Your objective: Find the line containing "lettering on red", then output it and every line after it through the end of the listing below, exactly as written.

Given records:
• • •
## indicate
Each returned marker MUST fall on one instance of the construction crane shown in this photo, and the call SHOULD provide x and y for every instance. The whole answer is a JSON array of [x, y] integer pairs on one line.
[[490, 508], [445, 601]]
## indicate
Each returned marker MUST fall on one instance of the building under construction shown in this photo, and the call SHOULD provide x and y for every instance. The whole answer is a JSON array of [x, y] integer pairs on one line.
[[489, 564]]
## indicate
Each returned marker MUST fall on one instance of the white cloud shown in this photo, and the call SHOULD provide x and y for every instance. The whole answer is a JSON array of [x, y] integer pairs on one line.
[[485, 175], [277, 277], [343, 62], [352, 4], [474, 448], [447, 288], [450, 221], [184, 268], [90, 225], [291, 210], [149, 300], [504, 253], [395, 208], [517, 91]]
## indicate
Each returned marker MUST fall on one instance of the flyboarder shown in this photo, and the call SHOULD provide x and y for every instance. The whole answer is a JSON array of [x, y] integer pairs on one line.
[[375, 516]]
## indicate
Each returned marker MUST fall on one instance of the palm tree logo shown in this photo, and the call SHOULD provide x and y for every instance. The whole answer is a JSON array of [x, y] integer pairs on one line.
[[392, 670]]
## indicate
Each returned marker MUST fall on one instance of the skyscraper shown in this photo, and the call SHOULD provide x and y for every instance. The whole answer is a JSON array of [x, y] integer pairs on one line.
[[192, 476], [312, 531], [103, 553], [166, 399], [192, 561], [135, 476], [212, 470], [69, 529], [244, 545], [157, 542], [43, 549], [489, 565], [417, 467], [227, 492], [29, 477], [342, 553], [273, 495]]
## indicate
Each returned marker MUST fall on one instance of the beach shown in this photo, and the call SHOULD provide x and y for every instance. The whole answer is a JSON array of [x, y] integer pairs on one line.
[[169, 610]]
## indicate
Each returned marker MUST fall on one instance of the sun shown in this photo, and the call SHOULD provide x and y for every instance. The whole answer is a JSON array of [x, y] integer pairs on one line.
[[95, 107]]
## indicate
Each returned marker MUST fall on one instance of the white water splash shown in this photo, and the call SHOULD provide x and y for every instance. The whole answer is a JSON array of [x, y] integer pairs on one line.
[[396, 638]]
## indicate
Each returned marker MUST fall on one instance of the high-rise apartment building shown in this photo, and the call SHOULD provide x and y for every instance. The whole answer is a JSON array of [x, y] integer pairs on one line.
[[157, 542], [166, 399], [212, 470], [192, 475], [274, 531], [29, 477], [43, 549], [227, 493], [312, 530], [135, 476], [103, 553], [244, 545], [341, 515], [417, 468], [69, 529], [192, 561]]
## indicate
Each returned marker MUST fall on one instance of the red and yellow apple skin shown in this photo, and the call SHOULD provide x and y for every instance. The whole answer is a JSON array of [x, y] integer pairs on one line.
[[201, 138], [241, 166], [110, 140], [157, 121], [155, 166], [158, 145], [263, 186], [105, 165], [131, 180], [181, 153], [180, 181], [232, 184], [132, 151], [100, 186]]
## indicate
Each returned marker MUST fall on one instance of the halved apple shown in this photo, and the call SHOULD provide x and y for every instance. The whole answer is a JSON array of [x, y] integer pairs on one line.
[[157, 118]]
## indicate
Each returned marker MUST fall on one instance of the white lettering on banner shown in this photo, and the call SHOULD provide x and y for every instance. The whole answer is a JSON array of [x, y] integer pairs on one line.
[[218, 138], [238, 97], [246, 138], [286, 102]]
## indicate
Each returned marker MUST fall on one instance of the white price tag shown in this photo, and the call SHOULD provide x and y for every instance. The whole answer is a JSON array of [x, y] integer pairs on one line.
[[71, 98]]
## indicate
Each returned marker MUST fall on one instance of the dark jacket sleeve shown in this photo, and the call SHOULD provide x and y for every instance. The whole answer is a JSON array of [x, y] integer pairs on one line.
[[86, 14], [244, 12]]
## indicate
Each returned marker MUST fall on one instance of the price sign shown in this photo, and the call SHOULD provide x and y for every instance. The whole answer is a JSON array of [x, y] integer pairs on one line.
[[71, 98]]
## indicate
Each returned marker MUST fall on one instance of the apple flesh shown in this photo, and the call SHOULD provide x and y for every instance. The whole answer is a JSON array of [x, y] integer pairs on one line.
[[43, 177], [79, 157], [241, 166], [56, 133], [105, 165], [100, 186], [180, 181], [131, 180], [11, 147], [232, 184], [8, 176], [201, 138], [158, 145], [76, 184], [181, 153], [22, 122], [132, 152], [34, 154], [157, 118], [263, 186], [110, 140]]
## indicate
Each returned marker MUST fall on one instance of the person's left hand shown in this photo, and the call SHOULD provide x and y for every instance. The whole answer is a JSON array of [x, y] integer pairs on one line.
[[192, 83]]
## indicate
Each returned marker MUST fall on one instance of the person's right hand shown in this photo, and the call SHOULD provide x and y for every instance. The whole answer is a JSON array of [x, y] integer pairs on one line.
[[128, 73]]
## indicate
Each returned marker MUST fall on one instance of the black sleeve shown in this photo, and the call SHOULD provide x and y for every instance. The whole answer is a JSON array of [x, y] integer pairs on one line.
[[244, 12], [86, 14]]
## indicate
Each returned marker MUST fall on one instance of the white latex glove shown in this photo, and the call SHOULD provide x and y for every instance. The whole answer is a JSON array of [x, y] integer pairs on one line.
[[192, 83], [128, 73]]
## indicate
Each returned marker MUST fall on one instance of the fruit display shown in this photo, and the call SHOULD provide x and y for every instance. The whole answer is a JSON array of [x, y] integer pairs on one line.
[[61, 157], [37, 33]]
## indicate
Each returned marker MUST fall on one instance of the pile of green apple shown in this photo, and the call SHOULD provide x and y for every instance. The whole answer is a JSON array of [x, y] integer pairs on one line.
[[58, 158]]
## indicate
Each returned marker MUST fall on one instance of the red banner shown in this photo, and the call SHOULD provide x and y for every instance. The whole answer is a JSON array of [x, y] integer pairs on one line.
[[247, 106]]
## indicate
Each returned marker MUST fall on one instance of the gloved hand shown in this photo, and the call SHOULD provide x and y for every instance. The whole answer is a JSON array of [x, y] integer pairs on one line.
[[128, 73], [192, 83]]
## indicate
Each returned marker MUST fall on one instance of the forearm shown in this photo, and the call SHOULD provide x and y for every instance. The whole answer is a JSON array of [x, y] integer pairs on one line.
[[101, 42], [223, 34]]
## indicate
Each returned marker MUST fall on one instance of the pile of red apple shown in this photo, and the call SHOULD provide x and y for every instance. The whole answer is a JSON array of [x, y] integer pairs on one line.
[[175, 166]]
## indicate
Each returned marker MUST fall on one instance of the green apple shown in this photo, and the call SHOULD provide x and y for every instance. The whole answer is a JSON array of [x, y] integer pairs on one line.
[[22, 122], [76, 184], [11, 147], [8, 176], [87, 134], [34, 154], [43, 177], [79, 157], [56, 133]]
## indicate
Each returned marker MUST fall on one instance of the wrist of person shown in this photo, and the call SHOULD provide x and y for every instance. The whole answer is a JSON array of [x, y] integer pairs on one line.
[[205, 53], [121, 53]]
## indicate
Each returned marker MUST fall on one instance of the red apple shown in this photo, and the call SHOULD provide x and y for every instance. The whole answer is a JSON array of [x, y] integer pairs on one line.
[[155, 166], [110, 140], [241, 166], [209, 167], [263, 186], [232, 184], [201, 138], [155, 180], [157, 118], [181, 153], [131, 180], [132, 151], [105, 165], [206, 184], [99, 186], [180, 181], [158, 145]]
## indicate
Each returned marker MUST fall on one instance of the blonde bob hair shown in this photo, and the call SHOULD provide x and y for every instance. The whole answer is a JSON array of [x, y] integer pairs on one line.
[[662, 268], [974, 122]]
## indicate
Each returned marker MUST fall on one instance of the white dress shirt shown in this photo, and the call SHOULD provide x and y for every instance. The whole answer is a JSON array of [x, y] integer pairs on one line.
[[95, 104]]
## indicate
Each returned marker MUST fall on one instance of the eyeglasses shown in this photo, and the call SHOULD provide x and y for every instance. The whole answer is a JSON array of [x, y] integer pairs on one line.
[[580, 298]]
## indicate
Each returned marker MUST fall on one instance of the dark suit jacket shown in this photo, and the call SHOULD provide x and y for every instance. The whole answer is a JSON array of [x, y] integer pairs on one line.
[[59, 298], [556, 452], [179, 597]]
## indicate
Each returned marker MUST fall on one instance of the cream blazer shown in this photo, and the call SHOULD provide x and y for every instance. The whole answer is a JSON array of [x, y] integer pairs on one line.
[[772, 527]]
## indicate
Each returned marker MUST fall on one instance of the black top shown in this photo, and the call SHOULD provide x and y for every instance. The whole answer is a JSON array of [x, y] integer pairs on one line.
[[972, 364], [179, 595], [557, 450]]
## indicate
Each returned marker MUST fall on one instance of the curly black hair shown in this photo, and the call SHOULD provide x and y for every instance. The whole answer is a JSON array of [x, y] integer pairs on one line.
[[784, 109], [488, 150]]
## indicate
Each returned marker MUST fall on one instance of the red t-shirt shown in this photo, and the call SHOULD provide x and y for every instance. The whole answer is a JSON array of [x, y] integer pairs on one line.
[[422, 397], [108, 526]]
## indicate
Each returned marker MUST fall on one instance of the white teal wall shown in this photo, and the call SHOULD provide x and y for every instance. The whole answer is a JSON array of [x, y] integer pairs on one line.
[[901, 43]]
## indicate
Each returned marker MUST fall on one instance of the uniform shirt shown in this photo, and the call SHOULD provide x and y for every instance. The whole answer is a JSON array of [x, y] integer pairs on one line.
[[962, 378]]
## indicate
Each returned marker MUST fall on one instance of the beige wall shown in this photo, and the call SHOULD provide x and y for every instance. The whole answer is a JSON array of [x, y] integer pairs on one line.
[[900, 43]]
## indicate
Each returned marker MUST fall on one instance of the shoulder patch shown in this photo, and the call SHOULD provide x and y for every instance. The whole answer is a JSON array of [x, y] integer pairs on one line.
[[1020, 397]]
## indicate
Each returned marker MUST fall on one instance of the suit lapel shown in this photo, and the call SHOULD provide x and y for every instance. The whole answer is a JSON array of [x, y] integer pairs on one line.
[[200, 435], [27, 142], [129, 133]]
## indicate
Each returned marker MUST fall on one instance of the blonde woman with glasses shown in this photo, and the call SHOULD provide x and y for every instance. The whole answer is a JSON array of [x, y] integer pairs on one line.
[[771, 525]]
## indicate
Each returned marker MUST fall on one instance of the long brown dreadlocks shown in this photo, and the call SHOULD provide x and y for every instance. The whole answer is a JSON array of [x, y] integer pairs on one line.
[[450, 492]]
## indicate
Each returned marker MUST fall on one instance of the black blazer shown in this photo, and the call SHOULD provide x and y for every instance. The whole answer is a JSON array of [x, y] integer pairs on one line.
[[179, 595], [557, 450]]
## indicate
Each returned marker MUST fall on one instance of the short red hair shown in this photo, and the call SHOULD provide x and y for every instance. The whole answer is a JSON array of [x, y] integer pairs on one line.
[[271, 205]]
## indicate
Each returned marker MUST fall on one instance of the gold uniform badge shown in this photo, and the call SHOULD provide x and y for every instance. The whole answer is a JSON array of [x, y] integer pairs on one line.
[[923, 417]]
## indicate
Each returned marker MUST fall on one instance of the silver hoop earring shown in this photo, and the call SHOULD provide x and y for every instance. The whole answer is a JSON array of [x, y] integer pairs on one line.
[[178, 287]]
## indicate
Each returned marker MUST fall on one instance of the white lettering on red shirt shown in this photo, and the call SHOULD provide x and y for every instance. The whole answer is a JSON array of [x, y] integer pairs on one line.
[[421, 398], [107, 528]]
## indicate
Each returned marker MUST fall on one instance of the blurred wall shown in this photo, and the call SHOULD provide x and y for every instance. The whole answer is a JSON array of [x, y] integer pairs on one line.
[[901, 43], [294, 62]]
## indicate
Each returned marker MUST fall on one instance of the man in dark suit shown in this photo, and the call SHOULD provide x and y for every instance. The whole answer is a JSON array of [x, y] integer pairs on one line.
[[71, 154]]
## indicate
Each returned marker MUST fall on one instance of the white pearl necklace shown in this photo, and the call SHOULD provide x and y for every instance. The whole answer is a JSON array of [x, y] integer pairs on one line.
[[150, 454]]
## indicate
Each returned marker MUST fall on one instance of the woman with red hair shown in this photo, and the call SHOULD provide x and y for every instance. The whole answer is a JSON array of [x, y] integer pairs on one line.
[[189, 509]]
• • •
Problem solution:
Each returned marker MUST fall on one instance of the white lettering on red shirt shown in this photo, and the call SHOULD provide x and y for every instance. The whole answer is a JSON array of [x, y] integer pairs on one line.
[[421, 398], [107, 528]]
## indicate
Each returned marker MUST fall on one instance of the blurred wall shown in this photo, and the call SHOULD provide x and y for every instance. The whole answer is a JSON array of [x, y] integer pairs on one line.
[[901, 43], [294, 62]]
## indicate
Each returned marker MUST fall on one instance of the man in dark suit shown in this photo, and the call SHOULD provide x and y for every instance. The whole answer is a JSON array of [x, y] integer pairs on one line.
[[71, 154]]
## indicate
Each returned marker MUST fall on one instance of the white pearl necklace shown in this photo, and the call SHOULD provide x and y for every instance. The whole answer is a JSON array of [x, y] integer pairs on one line.
[[150, 454]]
## indicate
Each returned marker MUST fall on one instance of the woman with red hair shown in this photo, and the call SHOULD provide x and y for every instance. The whole answer is a JSON array of [x, y] integer pairs on one line.
[[189, 509]]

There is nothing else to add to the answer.